When the word "water" shows up in a line of the data below, copy that whole line.

(Region pointing data)
----
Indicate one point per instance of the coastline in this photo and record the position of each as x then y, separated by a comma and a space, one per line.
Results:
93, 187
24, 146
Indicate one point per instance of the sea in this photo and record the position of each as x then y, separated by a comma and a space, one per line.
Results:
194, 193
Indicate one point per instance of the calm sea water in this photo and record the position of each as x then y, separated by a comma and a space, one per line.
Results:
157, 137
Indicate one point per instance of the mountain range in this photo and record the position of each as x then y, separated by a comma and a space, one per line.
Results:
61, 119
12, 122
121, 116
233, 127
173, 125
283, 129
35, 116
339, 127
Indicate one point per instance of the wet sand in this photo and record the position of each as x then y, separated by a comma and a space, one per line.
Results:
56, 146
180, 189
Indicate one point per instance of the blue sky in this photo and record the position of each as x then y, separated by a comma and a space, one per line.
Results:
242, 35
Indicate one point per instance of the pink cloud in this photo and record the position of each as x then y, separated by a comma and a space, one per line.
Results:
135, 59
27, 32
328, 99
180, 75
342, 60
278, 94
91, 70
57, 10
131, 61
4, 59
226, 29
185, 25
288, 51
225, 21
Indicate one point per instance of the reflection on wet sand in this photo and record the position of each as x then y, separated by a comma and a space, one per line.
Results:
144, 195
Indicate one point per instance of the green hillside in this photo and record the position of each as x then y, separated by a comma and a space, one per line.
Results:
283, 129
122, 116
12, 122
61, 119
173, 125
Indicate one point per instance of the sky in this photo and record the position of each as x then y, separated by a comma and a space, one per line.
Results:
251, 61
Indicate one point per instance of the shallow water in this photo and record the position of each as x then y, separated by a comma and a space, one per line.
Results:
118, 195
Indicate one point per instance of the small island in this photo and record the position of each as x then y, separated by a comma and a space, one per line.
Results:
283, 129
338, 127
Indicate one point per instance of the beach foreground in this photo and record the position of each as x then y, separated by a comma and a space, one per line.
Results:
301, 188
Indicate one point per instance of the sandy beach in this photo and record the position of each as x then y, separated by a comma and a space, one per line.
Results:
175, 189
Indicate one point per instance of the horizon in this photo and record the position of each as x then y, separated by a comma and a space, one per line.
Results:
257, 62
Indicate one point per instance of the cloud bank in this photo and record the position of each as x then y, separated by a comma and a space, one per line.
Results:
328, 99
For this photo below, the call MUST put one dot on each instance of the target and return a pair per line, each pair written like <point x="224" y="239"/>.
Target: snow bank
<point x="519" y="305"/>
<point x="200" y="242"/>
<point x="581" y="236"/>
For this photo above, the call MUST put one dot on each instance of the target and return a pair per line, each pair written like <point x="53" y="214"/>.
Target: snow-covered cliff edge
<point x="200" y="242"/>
----
- FINAL ANSWER
Indicate one point per instance of the calm sea water in this photo and record the position of each as x then y, separated by a comma and a space, one per line.
Indicate one point per instance of the shallow water in this photo and record the position of each as x then y, separated by a comma and a space, one per line.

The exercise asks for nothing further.